(Assignment): Copy exactly the lines from the one containing "Where can you see the electrical" through the last line of the records below, both included, and leave out the pictures.

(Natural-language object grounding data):
BEGIN

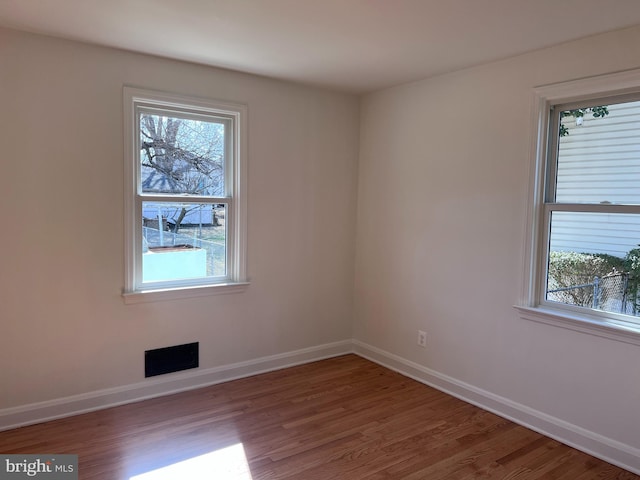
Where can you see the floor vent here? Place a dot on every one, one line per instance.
(171, 359)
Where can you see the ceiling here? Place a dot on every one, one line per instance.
(349, 45)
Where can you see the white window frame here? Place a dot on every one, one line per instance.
(234, 116)
(532, 305)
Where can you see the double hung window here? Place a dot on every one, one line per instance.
(185, 207)
(584, 259)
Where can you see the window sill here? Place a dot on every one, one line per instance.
(146, 296)
(610, 329)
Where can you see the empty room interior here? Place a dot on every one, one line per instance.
(343, 239)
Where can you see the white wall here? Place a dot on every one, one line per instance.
(440, 241)
(64, 328)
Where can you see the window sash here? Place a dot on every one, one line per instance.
(549, 206)
(233, 116)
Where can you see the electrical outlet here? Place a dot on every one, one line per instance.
(422, 338)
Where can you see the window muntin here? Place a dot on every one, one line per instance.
(592, 209)
(185, 209)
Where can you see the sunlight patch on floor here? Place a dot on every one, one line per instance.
(228, 463)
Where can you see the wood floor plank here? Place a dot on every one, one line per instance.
(342, 418)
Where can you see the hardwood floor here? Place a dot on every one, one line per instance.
(342, 418)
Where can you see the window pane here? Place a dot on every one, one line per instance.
(183, 241)
(181, 155)
(594, 261)
(599, 155)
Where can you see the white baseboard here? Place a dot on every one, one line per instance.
(612, 451)
(616, 453)
(167, 384)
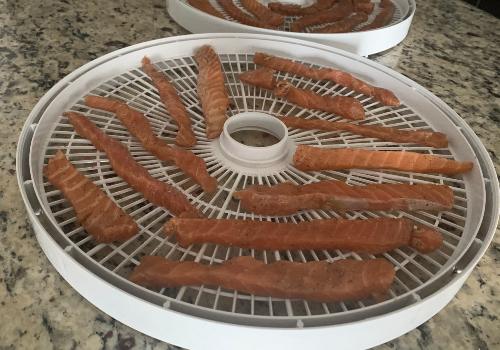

END

(Result below):
Where can you see the electrical outlet here? Place a dot on every one, one line per instance.
(422, 338)
Where can you see the window muntin here? Place a dot on every one, one line per instance.
(592, 209)
(185, 209)
Where can you see the sunlight patch on floor here? Place a dot on every one, one line per instance.
(228, 463)
Where can you see the wood floor plank here? Place a dot on every one, one line per instance.
(342, 418)
Where can you see the hardwood floor here? Place a dot on every one, one line per instance.
(342, 418)
Where can you see the window pane here? Place a dot on every one, one line per instance.
(183, 241)
(181, 155)
(594, 261)
(599, 155)
Where can you see the white baseboard here? Place a dot on every one, one line per instance.
(612, 451)
(616, 453)
(167, 384)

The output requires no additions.